> [The exercise]: Lay out the records below as a Markdown table with two columns, "Row" for the row number and "Line" for the line itself. Include every record and omit blank lines.

> [Supplied information]:
_ _ _ _

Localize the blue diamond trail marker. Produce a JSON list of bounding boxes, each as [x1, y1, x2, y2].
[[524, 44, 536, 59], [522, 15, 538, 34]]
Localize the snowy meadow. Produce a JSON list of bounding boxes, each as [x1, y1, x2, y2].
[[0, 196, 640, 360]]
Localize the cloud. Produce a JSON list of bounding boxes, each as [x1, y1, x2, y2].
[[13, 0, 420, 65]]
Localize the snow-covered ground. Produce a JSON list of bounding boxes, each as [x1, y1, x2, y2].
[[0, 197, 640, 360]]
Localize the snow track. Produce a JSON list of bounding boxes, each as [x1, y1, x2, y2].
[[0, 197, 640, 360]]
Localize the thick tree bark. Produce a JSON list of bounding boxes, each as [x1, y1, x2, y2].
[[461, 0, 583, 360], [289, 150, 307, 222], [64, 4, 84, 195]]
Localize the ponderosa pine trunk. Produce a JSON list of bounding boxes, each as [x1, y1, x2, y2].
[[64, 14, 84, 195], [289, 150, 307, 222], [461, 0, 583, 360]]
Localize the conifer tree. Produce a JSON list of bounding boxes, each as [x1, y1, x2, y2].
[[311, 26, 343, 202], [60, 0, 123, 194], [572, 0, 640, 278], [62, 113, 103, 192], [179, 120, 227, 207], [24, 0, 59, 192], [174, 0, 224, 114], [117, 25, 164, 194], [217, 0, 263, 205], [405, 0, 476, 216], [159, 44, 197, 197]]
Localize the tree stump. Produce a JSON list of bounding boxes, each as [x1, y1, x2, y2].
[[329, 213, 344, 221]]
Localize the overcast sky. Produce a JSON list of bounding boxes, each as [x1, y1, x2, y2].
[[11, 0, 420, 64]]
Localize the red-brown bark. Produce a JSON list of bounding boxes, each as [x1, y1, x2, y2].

_ _ _ _

> [Complete output]:
| Row | Line |
|---|---|
| 1 | Localize the blue diamond trail marker. Produce a JSON list of bounding boxes, each as [x1, y1, x2, y2]. |
| 2 | [[524, 44, 536, 59], [522, 15, 538, 34]] |
| 3 | Localize the snowy meadow. Produce a JSON list of bounding boxes, each as [x1, y1, x2, y2]. |
| 4 | [[0, 196, 640, 360]] |
| 5 | Localize the cloud. Produce a JSON list of bounding boxes, each as [x1, y1, x2, y2]. |
| 6 | [[13, 0, 420, 65]] |
| 7 | Localize the snow-covered ground. Produce a JSON list of bounding boxes, each as [x1, y1, x2, y2]. |
| 8 | [[0, 197, 640, 360]] |
| 9 | Localize the snow track. Produce a JSON list of bounding boxes, each as [x1, y1, x2, y2]. |
| 10 | [[0, 197, 640, 360]] |
| 11 | Localize the thick tree bark. Produce a JSON list of bounding boxes, each as [x1, y1, x2, y2]. |
| 12 | [[461, 0, 583, 360], [289, 150, 307, 222], [64, 4, 84, 195]] |
| 13 | Localize the ponderosa pine trunk. Produce a JSON list of bounding boxes, each as [x1, y1, x2, y2]. |
| 14 | [[64, 14, 84, 195], [289, 150, 307, 222], [461, 0, 583, 360]] |
| 15 | Localize the conifer tree. Produce a JSON list of bounding boxes, each as [x1, y1, x2, y2]. |
| 16 | [[311, 26, 343, 202], [60, 0, 123, 194], [572, 0, 640, 278], [62, 113, 103, 192], [179, 120, 227, 207], [24, 0, 59, 192], [174, 0, 224, 114], [117, 25, 164, 194], [217, 0, 263, 205], [405, 0, 476, 216], [159, 44, 197, 197]] |
| 17 | Localize the tree stump. Produce a JSON list of bounding boxes, each as [x1, y1, x2, y2]. |
| 18 | [[329, 213, 344, 221]] |
| 19 | Localize the overcast sky. Produce a JSON list of bounding boxes, each as [x1, y1, x2, y2]. |
| 20 | [[11, 0, 420, 64]] |
| 21 | Localize the red-brown bark. Produce a JSON list of bounding boxes, each as [x1, y1, x2, y2]. |